■ **What you will do**
Put the lines of the entries below into a JSON list of strings, one string per line and no blank lines, starting at the line that contains "Where can you spot the person in" and ending at the last line of the entries.
[BEGIN Information provided]
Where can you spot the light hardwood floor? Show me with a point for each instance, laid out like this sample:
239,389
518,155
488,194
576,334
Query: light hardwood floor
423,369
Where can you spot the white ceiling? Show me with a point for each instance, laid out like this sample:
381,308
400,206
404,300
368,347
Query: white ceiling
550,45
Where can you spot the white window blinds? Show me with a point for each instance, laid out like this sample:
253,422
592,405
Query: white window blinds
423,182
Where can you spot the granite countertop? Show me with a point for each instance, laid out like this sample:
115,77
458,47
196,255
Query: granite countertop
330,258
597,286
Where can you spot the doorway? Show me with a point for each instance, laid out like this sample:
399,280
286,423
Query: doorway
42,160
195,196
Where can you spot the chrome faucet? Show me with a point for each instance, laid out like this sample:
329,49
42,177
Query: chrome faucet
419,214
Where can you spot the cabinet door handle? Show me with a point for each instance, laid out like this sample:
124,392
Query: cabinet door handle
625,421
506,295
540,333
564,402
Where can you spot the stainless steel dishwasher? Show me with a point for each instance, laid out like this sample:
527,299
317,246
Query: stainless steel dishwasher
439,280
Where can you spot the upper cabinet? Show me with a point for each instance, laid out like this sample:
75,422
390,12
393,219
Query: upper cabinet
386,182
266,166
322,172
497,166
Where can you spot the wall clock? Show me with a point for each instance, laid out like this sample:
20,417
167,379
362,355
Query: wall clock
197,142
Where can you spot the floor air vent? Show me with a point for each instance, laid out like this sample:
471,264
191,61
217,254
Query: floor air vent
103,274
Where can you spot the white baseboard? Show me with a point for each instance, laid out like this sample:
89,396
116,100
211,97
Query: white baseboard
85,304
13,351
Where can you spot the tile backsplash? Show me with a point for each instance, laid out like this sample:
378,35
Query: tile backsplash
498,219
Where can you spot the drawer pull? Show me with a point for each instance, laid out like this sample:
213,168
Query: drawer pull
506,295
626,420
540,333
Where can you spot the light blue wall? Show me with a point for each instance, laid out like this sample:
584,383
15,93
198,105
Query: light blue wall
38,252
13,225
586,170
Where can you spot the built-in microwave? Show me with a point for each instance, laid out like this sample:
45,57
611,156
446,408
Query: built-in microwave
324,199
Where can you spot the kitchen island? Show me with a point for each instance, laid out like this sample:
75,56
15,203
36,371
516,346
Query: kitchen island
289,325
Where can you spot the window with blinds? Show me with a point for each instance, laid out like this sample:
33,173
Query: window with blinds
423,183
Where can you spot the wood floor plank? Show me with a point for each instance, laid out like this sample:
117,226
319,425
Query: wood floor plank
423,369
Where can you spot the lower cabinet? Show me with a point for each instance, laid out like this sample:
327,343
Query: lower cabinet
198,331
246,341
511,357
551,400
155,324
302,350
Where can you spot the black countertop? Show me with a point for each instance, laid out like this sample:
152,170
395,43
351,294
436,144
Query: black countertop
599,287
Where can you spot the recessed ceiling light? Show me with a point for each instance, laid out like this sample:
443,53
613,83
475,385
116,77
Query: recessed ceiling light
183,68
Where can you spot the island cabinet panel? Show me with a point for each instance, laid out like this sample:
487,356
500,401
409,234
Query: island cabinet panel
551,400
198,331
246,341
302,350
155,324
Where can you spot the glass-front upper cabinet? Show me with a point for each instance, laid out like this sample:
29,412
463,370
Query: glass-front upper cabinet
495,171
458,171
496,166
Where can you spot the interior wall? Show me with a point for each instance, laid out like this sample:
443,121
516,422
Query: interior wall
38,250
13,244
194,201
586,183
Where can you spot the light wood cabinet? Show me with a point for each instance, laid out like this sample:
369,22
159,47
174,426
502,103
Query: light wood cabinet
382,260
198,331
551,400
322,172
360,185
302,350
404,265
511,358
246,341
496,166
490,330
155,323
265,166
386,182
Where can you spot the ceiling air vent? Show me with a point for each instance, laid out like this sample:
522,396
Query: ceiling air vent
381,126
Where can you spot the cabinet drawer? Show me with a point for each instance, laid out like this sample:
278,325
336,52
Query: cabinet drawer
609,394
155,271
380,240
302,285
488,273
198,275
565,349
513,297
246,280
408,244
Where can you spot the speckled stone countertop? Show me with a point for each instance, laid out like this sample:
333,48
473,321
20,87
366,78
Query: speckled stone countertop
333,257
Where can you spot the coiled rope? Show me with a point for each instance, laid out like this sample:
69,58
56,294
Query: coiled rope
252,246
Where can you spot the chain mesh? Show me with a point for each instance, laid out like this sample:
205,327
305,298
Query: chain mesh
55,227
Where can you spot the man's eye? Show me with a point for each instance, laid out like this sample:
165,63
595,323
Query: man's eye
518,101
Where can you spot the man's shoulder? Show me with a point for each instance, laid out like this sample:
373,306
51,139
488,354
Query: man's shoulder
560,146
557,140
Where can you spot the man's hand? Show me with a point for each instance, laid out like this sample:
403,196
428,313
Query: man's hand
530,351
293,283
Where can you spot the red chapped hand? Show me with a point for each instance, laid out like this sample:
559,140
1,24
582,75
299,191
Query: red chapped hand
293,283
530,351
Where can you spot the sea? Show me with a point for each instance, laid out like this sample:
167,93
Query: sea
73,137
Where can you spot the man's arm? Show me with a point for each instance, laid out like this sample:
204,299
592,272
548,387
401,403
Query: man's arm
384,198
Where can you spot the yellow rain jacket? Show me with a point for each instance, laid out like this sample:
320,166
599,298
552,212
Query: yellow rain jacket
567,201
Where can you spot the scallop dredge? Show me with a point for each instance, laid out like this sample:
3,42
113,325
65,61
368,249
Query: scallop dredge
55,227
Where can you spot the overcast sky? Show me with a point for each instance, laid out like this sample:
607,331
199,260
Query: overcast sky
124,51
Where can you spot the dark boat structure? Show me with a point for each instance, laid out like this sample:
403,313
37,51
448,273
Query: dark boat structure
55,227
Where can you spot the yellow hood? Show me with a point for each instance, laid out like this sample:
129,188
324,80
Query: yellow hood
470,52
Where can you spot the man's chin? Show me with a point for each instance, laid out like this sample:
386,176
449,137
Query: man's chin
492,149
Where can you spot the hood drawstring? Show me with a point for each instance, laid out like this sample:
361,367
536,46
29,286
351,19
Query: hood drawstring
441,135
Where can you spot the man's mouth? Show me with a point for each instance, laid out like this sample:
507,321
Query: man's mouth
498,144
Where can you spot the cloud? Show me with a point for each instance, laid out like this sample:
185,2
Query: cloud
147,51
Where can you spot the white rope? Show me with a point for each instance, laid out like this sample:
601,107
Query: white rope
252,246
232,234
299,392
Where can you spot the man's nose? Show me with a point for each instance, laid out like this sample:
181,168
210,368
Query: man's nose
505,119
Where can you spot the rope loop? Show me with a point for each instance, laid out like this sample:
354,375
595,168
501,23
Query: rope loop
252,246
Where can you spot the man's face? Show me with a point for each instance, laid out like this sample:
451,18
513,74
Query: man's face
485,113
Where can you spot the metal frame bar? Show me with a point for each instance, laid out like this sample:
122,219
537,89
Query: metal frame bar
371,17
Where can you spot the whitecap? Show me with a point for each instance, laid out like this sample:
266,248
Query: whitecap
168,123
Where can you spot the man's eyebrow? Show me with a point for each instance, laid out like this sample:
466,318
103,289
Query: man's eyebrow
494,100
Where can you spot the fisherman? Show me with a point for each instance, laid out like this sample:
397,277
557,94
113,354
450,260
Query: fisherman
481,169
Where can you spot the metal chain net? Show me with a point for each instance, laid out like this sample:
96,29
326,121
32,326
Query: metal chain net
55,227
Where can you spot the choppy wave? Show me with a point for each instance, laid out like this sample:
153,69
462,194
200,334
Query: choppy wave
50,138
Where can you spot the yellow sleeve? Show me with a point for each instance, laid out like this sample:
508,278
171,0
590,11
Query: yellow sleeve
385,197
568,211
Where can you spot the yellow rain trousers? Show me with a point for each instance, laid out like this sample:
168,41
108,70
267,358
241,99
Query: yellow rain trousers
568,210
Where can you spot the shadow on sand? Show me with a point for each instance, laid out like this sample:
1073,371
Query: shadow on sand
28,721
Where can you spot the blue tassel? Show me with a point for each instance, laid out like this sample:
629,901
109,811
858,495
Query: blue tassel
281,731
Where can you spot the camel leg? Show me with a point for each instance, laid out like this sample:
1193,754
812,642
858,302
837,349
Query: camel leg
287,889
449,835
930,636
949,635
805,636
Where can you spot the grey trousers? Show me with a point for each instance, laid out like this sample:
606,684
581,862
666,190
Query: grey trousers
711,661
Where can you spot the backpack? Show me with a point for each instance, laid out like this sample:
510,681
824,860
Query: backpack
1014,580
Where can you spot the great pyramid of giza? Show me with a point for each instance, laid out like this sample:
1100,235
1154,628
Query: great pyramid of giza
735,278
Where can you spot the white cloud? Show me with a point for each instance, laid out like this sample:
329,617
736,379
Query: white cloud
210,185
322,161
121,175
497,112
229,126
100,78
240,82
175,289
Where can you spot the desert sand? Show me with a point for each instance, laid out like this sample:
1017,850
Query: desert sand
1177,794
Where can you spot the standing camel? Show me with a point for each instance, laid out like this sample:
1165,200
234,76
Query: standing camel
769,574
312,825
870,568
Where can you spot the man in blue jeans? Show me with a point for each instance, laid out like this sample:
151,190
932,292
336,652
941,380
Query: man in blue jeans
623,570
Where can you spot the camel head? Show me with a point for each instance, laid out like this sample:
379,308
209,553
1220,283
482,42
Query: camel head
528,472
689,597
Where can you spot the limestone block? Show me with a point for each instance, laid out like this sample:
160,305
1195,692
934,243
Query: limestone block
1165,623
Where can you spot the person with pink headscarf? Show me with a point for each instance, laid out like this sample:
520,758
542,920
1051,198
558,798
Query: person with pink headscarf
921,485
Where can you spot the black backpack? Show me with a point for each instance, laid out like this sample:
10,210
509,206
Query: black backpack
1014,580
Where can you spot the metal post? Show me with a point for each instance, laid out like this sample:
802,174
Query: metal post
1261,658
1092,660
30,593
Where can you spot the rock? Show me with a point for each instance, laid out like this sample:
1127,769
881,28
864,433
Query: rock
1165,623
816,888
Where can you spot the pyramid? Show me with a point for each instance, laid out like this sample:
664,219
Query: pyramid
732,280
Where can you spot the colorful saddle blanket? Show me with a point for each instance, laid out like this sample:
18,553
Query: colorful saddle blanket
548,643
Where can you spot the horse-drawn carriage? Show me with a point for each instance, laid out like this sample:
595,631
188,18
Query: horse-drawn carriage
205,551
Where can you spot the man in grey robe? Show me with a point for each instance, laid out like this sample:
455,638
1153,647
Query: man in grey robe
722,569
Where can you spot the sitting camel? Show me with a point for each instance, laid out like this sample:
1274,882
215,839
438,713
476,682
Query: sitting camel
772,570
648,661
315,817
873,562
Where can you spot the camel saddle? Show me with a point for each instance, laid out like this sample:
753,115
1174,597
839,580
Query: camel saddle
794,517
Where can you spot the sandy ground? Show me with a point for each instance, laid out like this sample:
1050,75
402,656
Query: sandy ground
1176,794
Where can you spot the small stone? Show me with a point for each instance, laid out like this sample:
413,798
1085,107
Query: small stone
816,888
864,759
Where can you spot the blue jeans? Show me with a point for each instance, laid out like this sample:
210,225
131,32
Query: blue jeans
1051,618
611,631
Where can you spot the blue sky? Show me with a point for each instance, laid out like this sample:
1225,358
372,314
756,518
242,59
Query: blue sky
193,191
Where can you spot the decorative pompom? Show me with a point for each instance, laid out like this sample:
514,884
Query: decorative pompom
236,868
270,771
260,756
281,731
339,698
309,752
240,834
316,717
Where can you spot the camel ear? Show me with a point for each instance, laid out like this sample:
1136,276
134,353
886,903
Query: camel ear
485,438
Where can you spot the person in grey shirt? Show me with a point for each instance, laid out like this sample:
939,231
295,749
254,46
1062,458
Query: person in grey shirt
[END Information provided]
■ **Task answer**
[
  "Where can you spot the person in grey shirt? Show me with a point for each instance, laid out like this sample:",
  "939,231",
  "295,749",
  "254,46",
  "1062,458",
  "Query: person in grey shirt"
]